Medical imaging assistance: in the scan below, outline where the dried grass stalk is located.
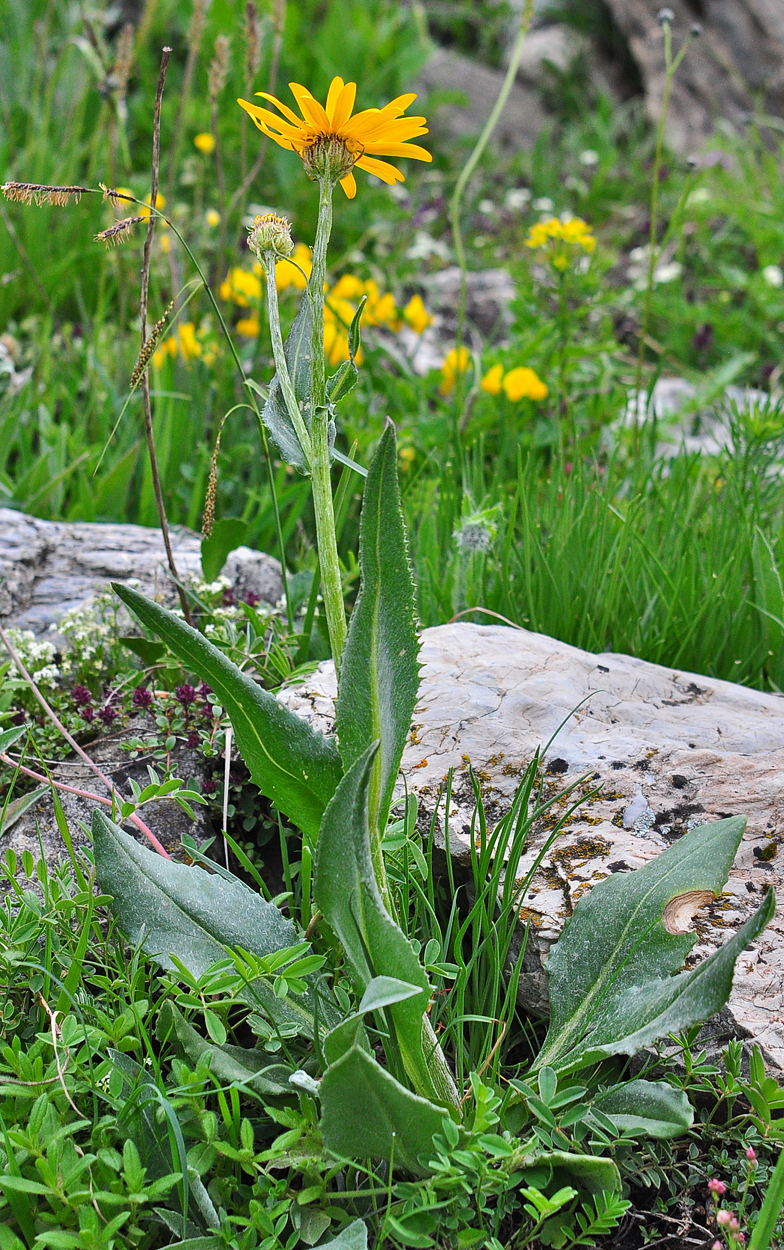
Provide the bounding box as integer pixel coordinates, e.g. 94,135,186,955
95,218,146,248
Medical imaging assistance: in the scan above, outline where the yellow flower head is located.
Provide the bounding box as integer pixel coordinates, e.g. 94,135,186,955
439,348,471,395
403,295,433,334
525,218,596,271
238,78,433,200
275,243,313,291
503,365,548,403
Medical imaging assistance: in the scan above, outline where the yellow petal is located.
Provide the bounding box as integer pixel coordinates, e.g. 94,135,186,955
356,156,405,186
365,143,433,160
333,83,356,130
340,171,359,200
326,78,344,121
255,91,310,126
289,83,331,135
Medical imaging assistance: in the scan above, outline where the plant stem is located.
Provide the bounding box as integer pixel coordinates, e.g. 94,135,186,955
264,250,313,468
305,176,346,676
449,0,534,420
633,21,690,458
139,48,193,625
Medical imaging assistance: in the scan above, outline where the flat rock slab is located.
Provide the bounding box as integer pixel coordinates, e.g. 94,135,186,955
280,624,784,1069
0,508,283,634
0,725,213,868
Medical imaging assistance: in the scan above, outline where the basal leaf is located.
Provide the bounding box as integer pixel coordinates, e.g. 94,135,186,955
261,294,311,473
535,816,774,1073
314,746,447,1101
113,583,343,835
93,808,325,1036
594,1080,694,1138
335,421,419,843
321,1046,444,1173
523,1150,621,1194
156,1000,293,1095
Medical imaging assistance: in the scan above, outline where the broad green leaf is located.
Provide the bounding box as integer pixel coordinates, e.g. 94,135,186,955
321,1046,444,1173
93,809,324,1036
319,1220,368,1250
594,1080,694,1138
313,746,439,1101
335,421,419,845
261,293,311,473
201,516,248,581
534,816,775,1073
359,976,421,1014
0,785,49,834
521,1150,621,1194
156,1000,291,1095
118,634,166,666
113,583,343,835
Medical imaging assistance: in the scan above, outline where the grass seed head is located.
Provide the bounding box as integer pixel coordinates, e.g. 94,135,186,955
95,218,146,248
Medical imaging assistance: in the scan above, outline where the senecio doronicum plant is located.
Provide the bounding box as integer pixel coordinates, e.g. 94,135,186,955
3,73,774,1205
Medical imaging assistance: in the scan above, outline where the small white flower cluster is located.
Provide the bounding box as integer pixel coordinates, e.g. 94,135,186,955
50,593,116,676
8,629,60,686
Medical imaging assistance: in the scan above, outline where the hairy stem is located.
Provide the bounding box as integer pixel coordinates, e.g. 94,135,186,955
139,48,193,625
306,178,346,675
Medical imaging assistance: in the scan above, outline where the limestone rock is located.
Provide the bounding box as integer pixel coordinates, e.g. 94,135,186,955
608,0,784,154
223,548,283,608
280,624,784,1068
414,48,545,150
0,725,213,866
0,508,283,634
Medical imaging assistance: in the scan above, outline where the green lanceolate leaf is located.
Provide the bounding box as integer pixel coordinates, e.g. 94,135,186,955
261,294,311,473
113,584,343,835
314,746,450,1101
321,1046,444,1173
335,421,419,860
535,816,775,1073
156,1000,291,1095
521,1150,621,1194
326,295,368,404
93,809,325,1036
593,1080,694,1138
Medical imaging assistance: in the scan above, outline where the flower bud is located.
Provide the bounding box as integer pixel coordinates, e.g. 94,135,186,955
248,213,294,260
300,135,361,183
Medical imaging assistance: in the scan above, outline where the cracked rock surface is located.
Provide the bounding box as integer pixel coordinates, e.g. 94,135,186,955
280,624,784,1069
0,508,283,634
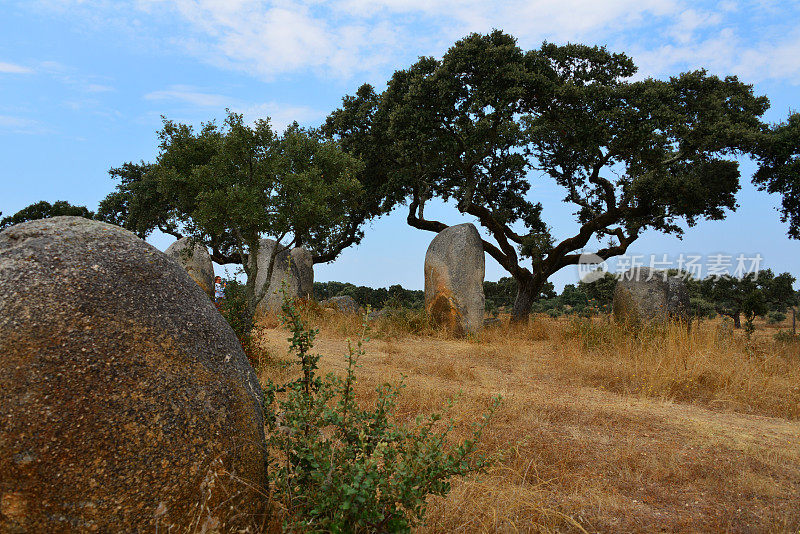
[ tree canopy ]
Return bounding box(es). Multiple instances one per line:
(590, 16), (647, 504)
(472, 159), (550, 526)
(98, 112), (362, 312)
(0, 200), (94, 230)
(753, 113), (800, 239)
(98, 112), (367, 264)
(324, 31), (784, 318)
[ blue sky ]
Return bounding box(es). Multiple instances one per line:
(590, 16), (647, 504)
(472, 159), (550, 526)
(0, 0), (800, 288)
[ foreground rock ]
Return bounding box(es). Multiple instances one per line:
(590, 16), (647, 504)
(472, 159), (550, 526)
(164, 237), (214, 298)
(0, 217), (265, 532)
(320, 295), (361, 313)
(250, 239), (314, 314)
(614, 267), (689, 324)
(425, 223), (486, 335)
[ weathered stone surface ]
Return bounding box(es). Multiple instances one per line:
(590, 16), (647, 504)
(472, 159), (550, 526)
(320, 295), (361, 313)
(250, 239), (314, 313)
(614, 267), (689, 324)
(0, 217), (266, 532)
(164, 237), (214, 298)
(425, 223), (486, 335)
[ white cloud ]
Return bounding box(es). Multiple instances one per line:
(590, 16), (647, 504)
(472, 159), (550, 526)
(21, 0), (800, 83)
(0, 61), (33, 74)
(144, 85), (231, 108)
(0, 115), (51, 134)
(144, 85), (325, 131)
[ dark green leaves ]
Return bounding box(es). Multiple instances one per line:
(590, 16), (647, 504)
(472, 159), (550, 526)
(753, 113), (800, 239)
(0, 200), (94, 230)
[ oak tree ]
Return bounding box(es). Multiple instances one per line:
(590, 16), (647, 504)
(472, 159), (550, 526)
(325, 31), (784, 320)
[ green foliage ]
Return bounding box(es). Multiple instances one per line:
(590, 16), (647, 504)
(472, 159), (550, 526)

#### What is being asked:
List every line of the listing above that contains the string "plant", matching case exactly.

#### Written reply:
Medical imaging assistance: in the scan above, outline where the plant stem is located.
Medical imaging assistance: in the scan above, outline where the senecio doronicum plant is located.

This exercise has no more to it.